◆ Natural-language object grounding data
-- Opening Marker --

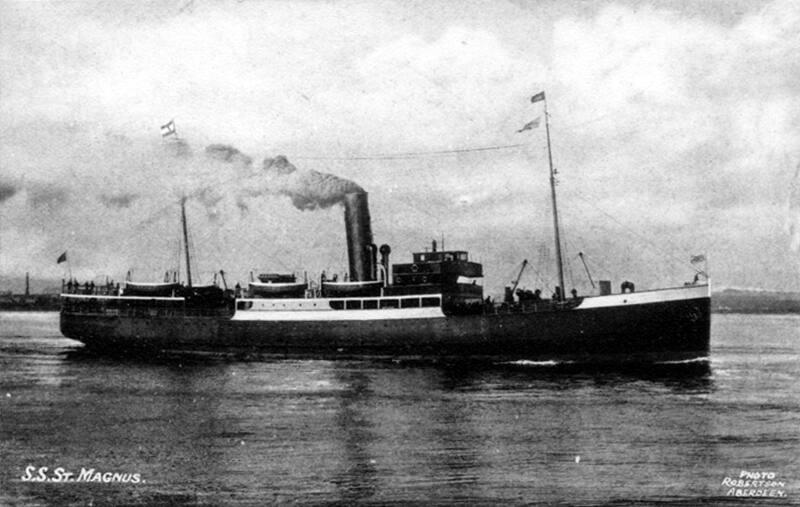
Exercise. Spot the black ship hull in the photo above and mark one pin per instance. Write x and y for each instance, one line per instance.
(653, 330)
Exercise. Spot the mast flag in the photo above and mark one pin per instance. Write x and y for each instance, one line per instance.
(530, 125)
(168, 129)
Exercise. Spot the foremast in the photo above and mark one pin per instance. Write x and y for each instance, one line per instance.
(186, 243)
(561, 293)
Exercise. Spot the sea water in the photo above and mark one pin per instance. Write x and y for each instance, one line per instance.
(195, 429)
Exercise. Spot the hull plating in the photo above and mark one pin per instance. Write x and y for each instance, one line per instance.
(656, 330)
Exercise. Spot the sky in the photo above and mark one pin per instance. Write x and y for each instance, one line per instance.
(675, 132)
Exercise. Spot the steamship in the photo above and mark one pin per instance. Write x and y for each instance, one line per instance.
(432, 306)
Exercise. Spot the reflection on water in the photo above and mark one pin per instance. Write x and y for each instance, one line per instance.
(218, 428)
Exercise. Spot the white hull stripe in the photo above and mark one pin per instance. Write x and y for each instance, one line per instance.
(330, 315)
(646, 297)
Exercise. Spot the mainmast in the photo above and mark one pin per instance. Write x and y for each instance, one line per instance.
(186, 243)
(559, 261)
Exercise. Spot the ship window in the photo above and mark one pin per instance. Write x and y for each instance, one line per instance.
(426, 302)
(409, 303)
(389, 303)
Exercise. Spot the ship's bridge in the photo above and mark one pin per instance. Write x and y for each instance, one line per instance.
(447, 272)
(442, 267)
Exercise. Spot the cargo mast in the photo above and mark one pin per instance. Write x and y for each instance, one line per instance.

-- Closing Marker --

◆ What needs to be done
Set down exactly the lines beginning at the one that holds "Exercise. Spot the mast" and ending with the last line of the data.

◆ Completed exercise
Exercise. Spot the mast flag in the photo above and mark one pin per instance. Write x and y for each instance, one line per instance.
(530, 125)
(168, 129)
Exercise. Spot the foremast in the photo above and mark one pin per instance. Write x and y for each instance, one line per instance.
(186, 243)
(561, 293)
Exercise. Spot the sea water in the photo above and mark one pin per instance. Write x and y for each instance, one line per instance.
(195, 429)
Exercise. Spot the hull plating in the photo above and mark one pin per instance. Write x and y for each instance, one line per instance.
(656, 330)
Exercise. Spot the sky in the photo above and mark one pin per instance. Write x and y for each instance, one line per instance.
(675, 132)
Exercise. Spot the steamship in the photo above and mark one pin per instance. Write x and y for each instance, one line per instance.
(432, 306)
Exercise. Spot the reflection on water in the photo above and mark one pin per instance. Write x and y for each instance, one line per instance.
(218, 428)
Exercise. Spot the white hull stripe in the photo above and mark one pin per instance. Write x and y for each instance, one line per instance.
(330, 315)
(646, 297)
Exercise. Spot the mainmast in the photo above and mark one pin per instance. Write x and y for each instance, one line per instance.
(186, 243)
(559, 261)
Exercise. Spot the ship window in the photo above and mark one pin per instance. Write x and y for each instance, one line per instance.
(426, 302)
(409, 303)
(389, 303)
Exercise. Spot the ship's bridge in the photo above and mark one pin per instance. Write x and y for each instance, one line per instance.
(447, 272)
(442, 267)
Exercise. Spot the cargo mast in the photo above and mark one pin per instance. Write x and y for each instance, one line per instance.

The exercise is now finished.